◆ TEXTO DE APOIO
=======

Várias gerações de compatriotas uniram-se na luta por elevados ideais e nobres objectivos. Enfrentámos carências, mas nunca faltou o dever de partilhar com os que têm menos.
Apenas como demonstração do que podia ser feito se prevalecesse a solidariedade, refiro que na última década, com a ajuda de Cuba prepararam-se dezenas de milhares de médicos de outros países, devolveram-se ou melhorou-se a visão a 2,2 milhões de pessoas de baixos recursos e contribui-se para ensinara ler e escrever cerca de 5,8 milhões de analfabetos. Posso assegurar-lhe que, dentro das modestas possibilidades que dispomos, a nossa cooperação internacional continuará.
Santidade:
Comemoramos o IV centenário do achado e a presença da Virgem da Caridade do Cobre, que tem bordado no manto o escudo nacional.
A recente peregrinação da Virgem por todo o país uniu o nosso povo, crentes e não crentes, num acontecimento de grande significado.
Aguarda-o Santiago de Cuba que foi protagonista de gloriosos episódios na história das lutas dos cubanos pela sua definitiva independência e também da povoação de Cobre, onde a Coroa espanhola teve de conceder a liberdade aos escravos sublevados nas minas, oitenta anos antes da abolição no nosso país de tão infame instituição.
Satisfazem-nos as estreitas relações entre a Santa Sé e Cuba, que se desenvolveram sem interrupção durante setenta e seis anos, sempre baseadas no respeito mútuo e na coincidência em assuntos vitais para a Humanidade.
O nosso governo e a Igreja Católica, Apostólica e Romana em Cuba mantêm boas relações.
A Constituição cubana consagra e garante a plena liberdade religiosa a todos os cidadãos e, sobre essa base, o governo guarda boas relações com todas as religiões e instituições religiosas do país.
Santidade:
Há quase vinte anos que Fidel surpreendeu muitos ao proclamar que «uma importante espécie biológica está em risco de desaparecer pela rápida e progressiva liquidação das suas condições naturais de vida: o homem», concluiu.
Há crescentes ameaças à paz e existência de enormes arsenais nucleares é outro grave perigo para o ser humano. A água ou os alimentos serão, depois dos hidrocarbonetos, a causa das próximas guerras de despojo. Com os recursos que se dedicam a produzir mortíferas armas poderia eliminar-se a pobreza. O vertiginoso desenvolvimento da ciência e da tecnologia não se encontra ao serviço da solução dos grandes problemas que afligem os seres humanos. Frequentemente, servem para criar reflexos condicionados ou para manipular a opinião pública. As finanças são um poder opressivo.

=======

◆ DADOS DE ENTRADA
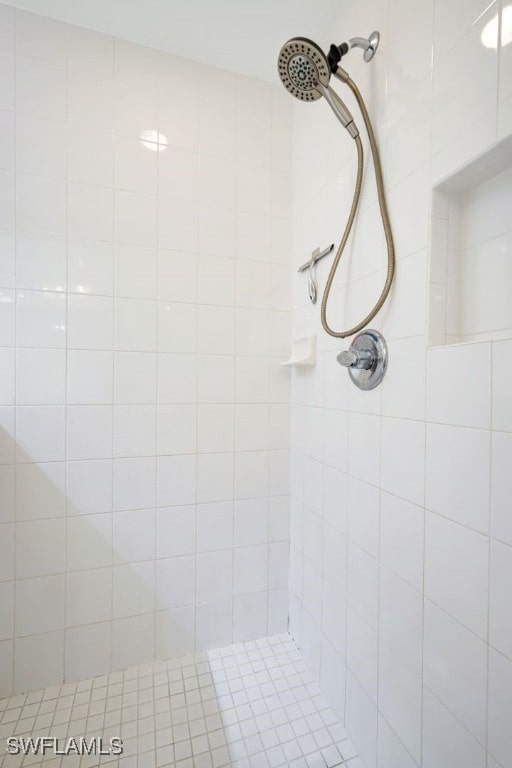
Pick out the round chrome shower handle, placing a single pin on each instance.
(356, 358)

=======

◆ INSTRUÇÃO A
Indique se cada afirmação concorda com o discurso sobre Cuba e a Santa Sé, respondendo sim ou não e citando as palavras decisivas do texto: (i) as relações entre a Santa Sé e Cuba desenvolveram-se sem interrupção durante setenta e seis anos; (ii) a Constituição cubana garante a liberdade religiosa apenas aos católicos; (iii) na última década, com a ajuda de Cuba, devolveu-se ou melhorou-se a visão a 2,2 milhões de pessoas.
◆ INSTRUÇÃO B
Reescreva em forma de lista o parágrafo do discurso sobre Cuba e a Santa Sé que começa por «Há crescentes ameaças à paz», mantendo os seus factos principais.
◆ INSTRUÇÃO C
Dê continuidade ao discurso sobre Cuba e a Santa Sé a partir da sua última frase.
A listagem constitui material à parte, independente do discurso sobre Cuba e a Santa Sé.

◆ RESPOSTA A
(i) Sim: «que se desenvolveram sem interrupção durante setenta e seis anos».
(ii) Não: «garante a plena liberdade religiosa a todos os cidadãos».
(iii) Sim: «devolveram-se ou melhorou-se a visão a 2,2 milhões de pessoas de baixos recursos».

◆ RESPOSTA B
- As ameaças à paz são crescentes, e os enormes arsenais nucleares são outro grave perigo para o ser humano.
- Depois dos hidrocarbonetos, a água ou os alimentos serão a causa das próximas guerras de despojo.
- Os recursos usados para produzir armas mortíferas poderiam eliminar a pobreza.
- A ciência e a tecnologia não estão ao serviço da solução dos grandes problemas humanos. Servem frequentemente para criar reflexos condicionados ou para manipular a opinião pública.
- As finanças são um poder opressivo.

◆ RESPOSTA C
Em vez da solidariedade generaliza-se a crise sistémica, provocada pelo consumo irracional nas sociedades opulentas. Uma ínfima parte da população acumula enormes riquezas, ao mesmo tempo que crescem os pobres, os famintos, os enfermos sem atenção e os desamparados.
No mundo industrializado, os «indignados» não suportam mais a injustiça e, especialmente entre os jovens, cresce a desconfiança em modelos sociais e ideologias que destroem os valores espirituais e produzem exclusão e egoísmo.
É certo que a crise global tem também uma dimensão moral e que prevalece a falta de conexão entre os governos e os cidadãos a quem dizem servir. A corrupção da política e a falta de verdadeira democracia são males do nosso tempo.
Neste e noutros temas apreciamos a coincidência com as suas ideias.
Frente a tantos desafios, a Nossa América une-se na sua soberania e tenta uma integração mais solidária para tornar realidade o sonho bicentenário dos seus Próceres.
Sua Santidade pode dirigir-se a um povo de convicções profundas que o ouvirá atento e respeitoso.
Em nome da Nação dou-lhe as mais calorosas boas-vindas.
Muito obrigado
* Raúl Castro é o Primeiro Secretário do CC do Partido Comunista de Cuba e Presidente dos Conselhos de Estado e de Ministros de Cuba.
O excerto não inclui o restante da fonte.